• _Problem requirements_
With every picture left out, give the data below back exactly.

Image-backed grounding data
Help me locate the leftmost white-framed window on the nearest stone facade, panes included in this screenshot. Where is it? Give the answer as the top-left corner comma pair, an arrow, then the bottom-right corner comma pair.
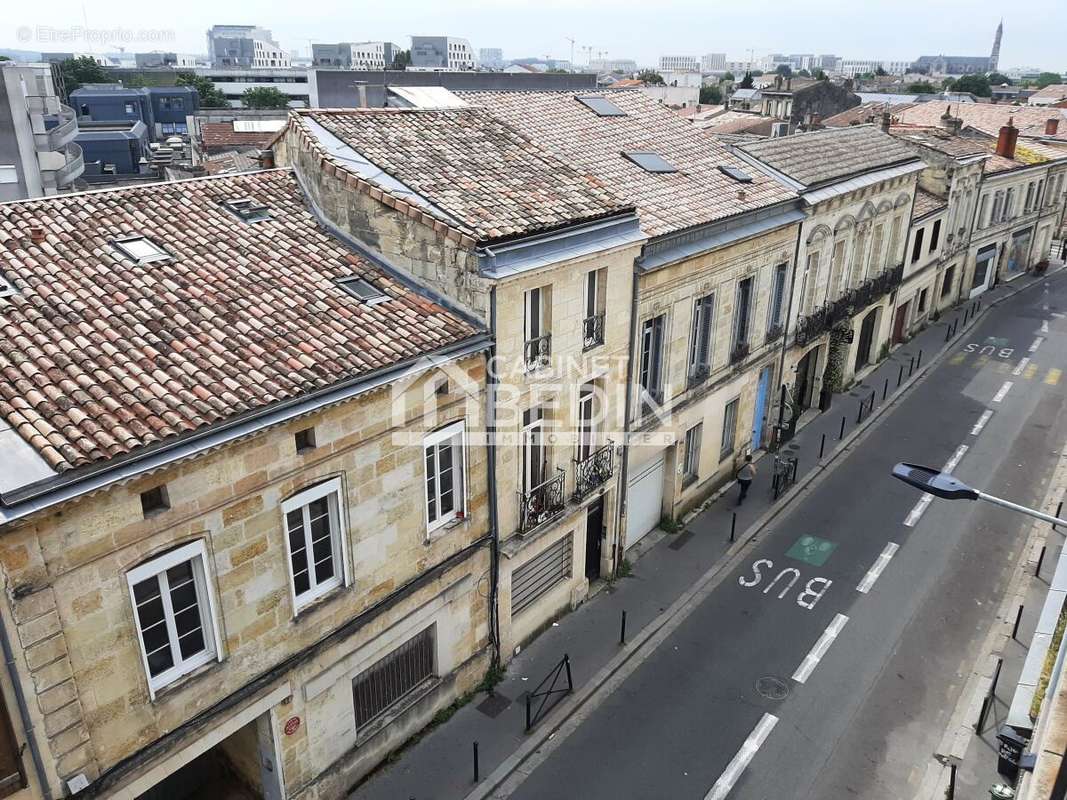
126,541 -> 221,698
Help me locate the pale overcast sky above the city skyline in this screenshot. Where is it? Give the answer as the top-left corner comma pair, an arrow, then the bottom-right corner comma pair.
8,0 -> 1067,70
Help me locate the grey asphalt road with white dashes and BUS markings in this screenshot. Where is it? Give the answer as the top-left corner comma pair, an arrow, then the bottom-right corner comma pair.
512,276 -> 1067,800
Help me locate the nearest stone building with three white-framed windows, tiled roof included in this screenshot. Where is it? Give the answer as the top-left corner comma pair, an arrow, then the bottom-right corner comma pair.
0,170 -> 495,799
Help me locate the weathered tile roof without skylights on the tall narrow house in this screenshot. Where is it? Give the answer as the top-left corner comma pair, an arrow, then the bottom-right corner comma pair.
290,109 -> 627,242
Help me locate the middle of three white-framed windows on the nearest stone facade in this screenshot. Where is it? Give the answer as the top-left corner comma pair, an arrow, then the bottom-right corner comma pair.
282,478 -> 345,611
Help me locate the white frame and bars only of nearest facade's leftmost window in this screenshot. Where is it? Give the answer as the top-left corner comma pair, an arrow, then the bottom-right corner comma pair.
126,540 -> 222,700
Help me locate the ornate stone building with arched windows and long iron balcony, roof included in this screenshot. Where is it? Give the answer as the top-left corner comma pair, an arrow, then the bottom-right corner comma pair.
735,126 -> 923,427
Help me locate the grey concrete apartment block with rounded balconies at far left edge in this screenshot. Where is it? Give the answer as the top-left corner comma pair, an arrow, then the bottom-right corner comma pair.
0,62 -> 85,202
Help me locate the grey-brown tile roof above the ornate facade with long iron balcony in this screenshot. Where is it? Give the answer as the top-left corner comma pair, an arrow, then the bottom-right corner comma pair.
737,125 -> 918,188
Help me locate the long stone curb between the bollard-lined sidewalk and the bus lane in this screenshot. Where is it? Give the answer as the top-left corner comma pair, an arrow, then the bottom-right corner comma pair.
464,267 -> 1067,800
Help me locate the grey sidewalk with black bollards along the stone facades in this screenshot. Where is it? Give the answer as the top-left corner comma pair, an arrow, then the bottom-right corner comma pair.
350,262 -> 1060,800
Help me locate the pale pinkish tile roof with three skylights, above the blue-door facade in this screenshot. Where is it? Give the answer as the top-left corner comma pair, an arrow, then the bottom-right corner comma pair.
459,90 -> 796,236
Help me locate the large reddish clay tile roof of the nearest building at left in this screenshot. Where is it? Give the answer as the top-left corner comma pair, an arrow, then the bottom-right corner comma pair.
0,170 -> 476,471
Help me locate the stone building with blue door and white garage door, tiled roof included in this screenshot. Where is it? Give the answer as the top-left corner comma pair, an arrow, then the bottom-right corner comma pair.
461,90 -> 803,550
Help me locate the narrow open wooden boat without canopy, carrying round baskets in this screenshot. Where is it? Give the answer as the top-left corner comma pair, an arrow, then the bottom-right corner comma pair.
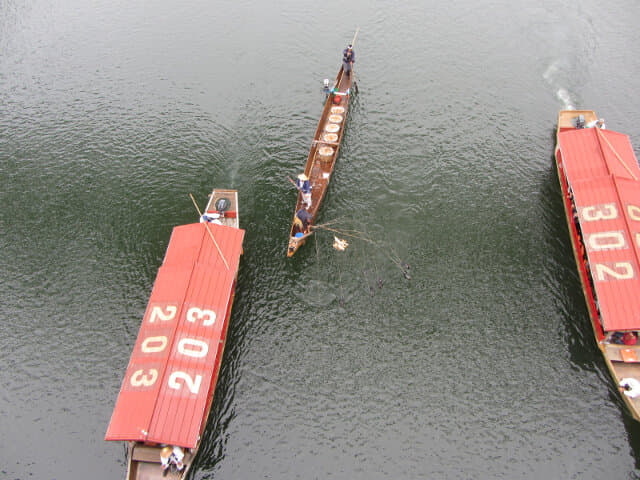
287,60 -> 354,257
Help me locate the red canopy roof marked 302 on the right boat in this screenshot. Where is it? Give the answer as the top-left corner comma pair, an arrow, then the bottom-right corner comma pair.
558,128 -> 640,331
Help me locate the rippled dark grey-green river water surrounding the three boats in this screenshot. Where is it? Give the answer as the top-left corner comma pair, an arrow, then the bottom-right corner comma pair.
0,0 -> 640,480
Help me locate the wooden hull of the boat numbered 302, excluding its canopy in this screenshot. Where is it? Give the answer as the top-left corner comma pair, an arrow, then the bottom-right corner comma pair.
555,110 -> 640,421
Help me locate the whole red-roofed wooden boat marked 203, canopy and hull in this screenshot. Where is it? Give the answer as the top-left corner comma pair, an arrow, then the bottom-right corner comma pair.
105,189 -> 244,480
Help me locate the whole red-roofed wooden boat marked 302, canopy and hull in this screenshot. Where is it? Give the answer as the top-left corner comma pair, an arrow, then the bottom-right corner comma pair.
555,110 -> 640,421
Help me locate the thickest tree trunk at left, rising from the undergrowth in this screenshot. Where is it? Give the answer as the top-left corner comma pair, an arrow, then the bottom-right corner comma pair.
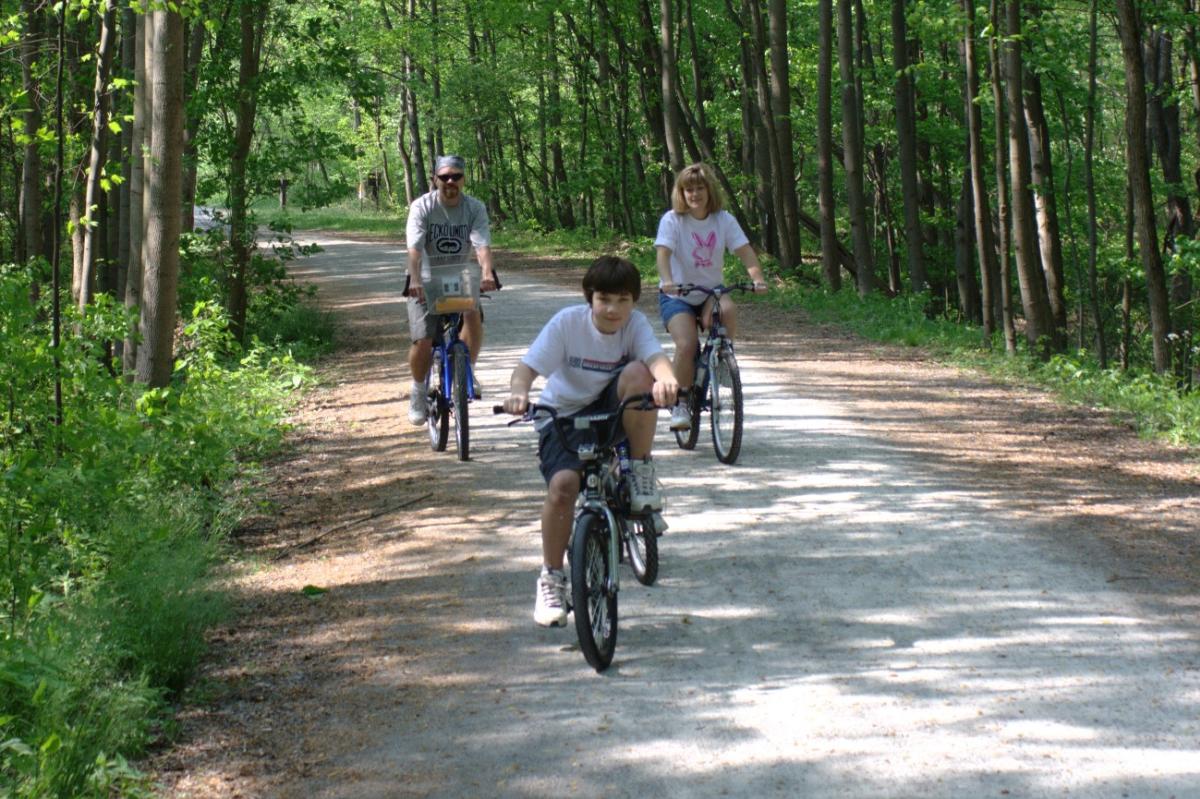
137,11 -> 184,388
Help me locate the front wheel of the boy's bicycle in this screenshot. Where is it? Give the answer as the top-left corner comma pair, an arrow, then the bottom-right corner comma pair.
570,511 -> 617,672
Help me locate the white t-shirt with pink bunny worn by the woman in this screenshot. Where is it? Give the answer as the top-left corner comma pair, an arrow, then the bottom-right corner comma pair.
654,211 -> 750,305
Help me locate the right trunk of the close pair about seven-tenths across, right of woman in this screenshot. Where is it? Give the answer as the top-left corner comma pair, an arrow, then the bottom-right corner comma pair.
838,0 -> 875,296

• _Written solution_
Help me locate the leftmost white-framed window on the nearest stone facade, panes included in this screenshot. Where is it? Give the answer as the top-left corner comma pair, an arrow, then the bottom-right corner comma pair.
126,541 -> 221,698
Help me locate the pale overcast sky above the city skyline in this screenshot. Where is it? Give the answer as the top-left corner comma pair, an arrow, then the bottom-right corner comma pair.
8,0 -> 1067,70
Help me locate the grey asphalt road with white dashes and BUS markings in this screenshot. Where is it? Give the answer as the top-left corner comma pair, an arrow, then the bottom-right corner comma pair.
512,276 -> 1067,800
Help me locate the nearest stone building with three white-framed windows, tiled roof included in this screenshot. Where is it? Give the answer as the top-left corner comma pair, an arrow, then the bottom-right corner comma pair.
0,170 -> 495,799
Help me locate the weathered tile roof without skylights on the tall narrow house in this screenshot. Where is it? Give the answer as the top-left corner comma pair, an arrow, then the bottom-right corner comma pair.
290,109 -> 627,242
Help me locate the middle of three white-framed windows on the nearest stone facade in this screenshot. Where is it? Give the answer as the top-left corner comma pair, an arrow, then the bottom-right corner comma pair.
282,478 -> 345,611
Help me locate the white frame and bars only of nearest facade's leftmost window in this screenshot. Where is it? Give the answer as the top-left corner comma pair, an arrow, then the bottom-right corner comma pair.
126,540 -> 222,700
Help me locate the ornate stone building with arched windows and long iron balcony, roof included in this screenshot. Where is it? Give the answer as the top-left corner comma pair, an arrow, then the bottom-right corner comma pair.
735,126 -> 923,427
Help me locate the grey concrete apartment block with rounded balconies at far left edge in this screenshot. Where is it? Give the answer as the top-left corner comma pair, an arrow, then the bottom-right corner comma pair.
0,62 -> 85,202
Help me locate the grey-brown tile roof above the ornate facade with long iron balcony in this screenshot. Where is it? Give the answer as the top-left corner comma pair, an arrow, then the bottom-right corner comma pair.
737,125 -> 918,188
Help me locate the long stone curb between the bollard-lined sidewalk and the bus lane in this screenshot. Where is it? Give the answer as the top-left corner comma pair, an arrow, then the bottom-right corner comma pair.
464,267 -> 1067,800
Help me locate the grey sidewalk with black bollards along the stone facades in this screenshot. Where is it? Give the answer as the top-left corner comma pair, an arrow, then the bottom-right corner comma pair.
350,262 -> 1060,800
Help me locate the pale pinkish tile roof with three skylights, above the blue-door facade in this screenshot. Where is it? Give the answer as the top-left corner comma pair, an arrow, then the bottom-right corner comma pair.
459,90 -> 796,236
Help me locate the large reddish clay tile roof of the nearest building at left in this screenshot. Where is it? Give the answer as the top-left corner comma pair, an arrow, then the bottom-right corner comma pair.
0,170 -> 476,471
Help me locate the stone building with blue door and white garage door, tiled roof included in this screenshot. Where is it? Give the answer as the top-left corner comma pair, an arrow, then the bottom-right corner comma pair.
461,90 -> 803,550
Help me locate the narrow open wooden boat without canopy, carrying round baskets in this screenshot. Where is it? Give the answer as the top-left corner comma pair, an arrow, then the bottom-right corner comma pair.
287,60 -> 354,257
Help me locate the red canopy roof marked 302 on the right boat in this screenshot. Where is it? Give the answer as the top-left corner comma pair, an arrow, then the bottom-right corner comma pair.
558,128 -> 640,331
Help me locate the rippled dark grey-green river water surrounding the three boats in this screenshot. Where is it? Give the answer as the top-left corner comma pair, an arrow, then the bottom-right corner comma pair.
0,0 -> 640,480
Help me locate the wooden hull of the boat numbered 302, excluding its canopy in this screenshot. Where is it? Give the answer as the top-left corner comma pair, an arrow, then the bottom-right corner comma pair.
555,110 -> 640,421
Help me locate the whole red-roofed wooden boat marked 203, canopy and hull in this screenshot. Where is it? Give the answer as the top-left corner comma pair, an arrow, then the bottom-right corner comma pair.
105,189 -> 244,480
Help me locate the whole red-roofed wooden boat marked 302, canopy and hull in this screenshot. Where is it? Give the answer as the top-left corner comma pair, an arrow, then the bottom-right corner comma pair.
555,110 -> 640,421
Help me locate the thickest tree trunk at left, rising from the undergrowth in this screenshot. Where is it? Give the answer as the top-left corner comma pair, an arrow, then the bottom-right corner comma pair.
137,11 -> 184,388
Help me locate the front wheel of the boy's bicycle in this screenshot. Where is it? Give the answer as the top-left corner comma pair, an arrow, then the bottom-right corner comma pair.
570,511 -> 617,672
Help me locate the white t-shirt with pink bunny worn by the woman in this screenshot. Where is it? Give the answer as the top-left corner comma pair, an arrow, then the bottom-right corner comma pair.
654,211 -> 750,305
Help me locate the right trunk of the close pair about seven-tenths across, right of woman in this screenshot. Where is it? Give the answer as the top-left corner comma pair, an arrow, then the bottom-right corner comma pair.
838,0 -> 875,296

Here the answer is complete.